◆ INFORMATION SHOWN

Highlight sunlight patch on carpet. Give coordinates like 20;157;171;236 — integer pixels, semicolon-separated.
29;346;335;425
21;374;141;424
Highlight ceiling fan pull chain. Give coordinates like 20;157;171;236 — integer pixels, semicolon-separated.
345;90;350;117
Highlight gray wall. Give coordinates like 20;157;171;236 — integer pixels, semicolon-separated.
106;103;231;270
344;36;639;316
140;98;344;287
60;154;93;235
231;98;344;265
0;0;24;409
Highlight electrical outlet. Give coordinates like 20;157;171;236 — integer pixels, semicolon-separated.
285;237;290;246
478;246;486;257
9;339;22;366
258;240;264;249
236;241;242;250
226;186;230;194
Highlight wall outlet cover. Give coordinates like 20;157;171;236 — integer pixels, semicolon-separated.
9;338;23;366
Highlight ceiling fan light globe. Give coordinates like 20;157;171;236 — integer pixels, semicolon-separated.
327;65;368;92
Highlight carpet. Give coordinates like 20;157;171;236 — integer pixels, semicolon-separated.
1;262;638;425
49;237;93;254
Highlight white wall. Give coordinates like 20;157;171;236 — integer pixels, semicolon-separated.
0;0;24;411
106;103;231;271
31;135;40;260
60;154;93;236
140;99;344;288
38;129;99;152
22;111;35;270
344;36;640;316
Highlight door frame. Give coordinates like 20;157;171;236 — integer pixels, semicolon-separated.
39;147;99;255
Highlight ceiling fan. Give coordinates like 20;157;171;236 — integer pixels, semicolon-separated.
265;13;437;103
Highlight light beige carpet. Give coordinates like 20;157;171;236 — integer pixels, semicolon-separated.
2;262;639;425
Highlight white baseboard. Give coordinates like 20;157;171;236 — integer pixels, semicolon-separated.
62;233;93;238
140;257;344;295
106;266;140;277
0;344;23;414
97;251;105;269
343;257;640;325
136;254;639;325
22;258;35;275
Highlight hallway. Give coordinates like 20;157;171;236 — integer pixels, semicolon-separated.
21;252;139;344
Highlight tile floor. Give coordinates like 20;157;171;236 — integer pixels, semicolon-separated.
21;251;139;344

◆ EXERCISE DETAILS
Reproduce the whole listing without changing anything.

◆ EXERCISE SOLUTION
Highlight sunlight patch on carpet. Give coordinates like 20;157;171;236 — integer pixels, semicolon-separated.
29;346;335;425
21;374;141;424
Highlight ceiling fan pull chain. Give coordinates like 20;157;171;236 — integer pixels, semicolon-separated.
345;90;350;117
Highlight gray wall. Give coordinates like 20;157;171;236 — integer pixels, semicolon-separated.
106;103;231;270
344;36;639;316
140;98;344;287
60;154;93;235
231;98;344;265
0;0;24;409
Highlight electrical outlet. Give coordinates like 20;157;171;236 — integer pixels, semicolon-separated.
285;237;290;246
478;246;486;257
9;339;22;366
258;240;264;249
236;241;242;250
226;186;230;194
Highlight wall outlet cover. Give coordinates like 20;157;171;236 — integer pixels, semicolon-separated.
9;338;23;366
Highlight ceiling fan light globe. Give coordinates like 20;157;171;236 — integer pixels, semicolon-separated.
327;65;368;92
Highlight carpet. Give coordinates like 20;157;171;236 — integer pixels, semicolon-separated.
1;262;638;425
49;237;93;254
Highlight white wall. Give coordinates like 20;157;171;236 — integer pixels, semicolon-separated.
0;0;24;411
106;103;231;271
31;135;40;260
60;154;93;236
140;99;344;288
38;129;99;152
22;111;35;270
344;36;640;316
Highlight door frame. Give coordinates like 20;157;171;236 — integer pixels, semicolon-separated.
39;147;99;255
Highlight ceiling fan. Give coordinates like 20;157;171;236 — integer pixels, semicolon-separated.
265;13;437;103
Highlight light beige carpet. Give coordinates like 20;157;171;236 — integer pixels, semicolon-separated.
2;262;639;425
Highlight white baseboard. Give coordinates like 20;157;171;236 — integer pixels, semicolon-separated.
62;233;93;238
140;257;344;295
106;266;140;277
0;344;23;414
97;251;105;269
343;257;640;325
136;254;639;325
22;258;35;275
Highlight hallway. Give coordinates like 20;157;171;236 — integer pixels, semicolon-separated.
21;252;139;344
Highlight tile floor. Give coordinates like 20;157;171;236 — integer pixels, semicolon-separated.
21;251;139;344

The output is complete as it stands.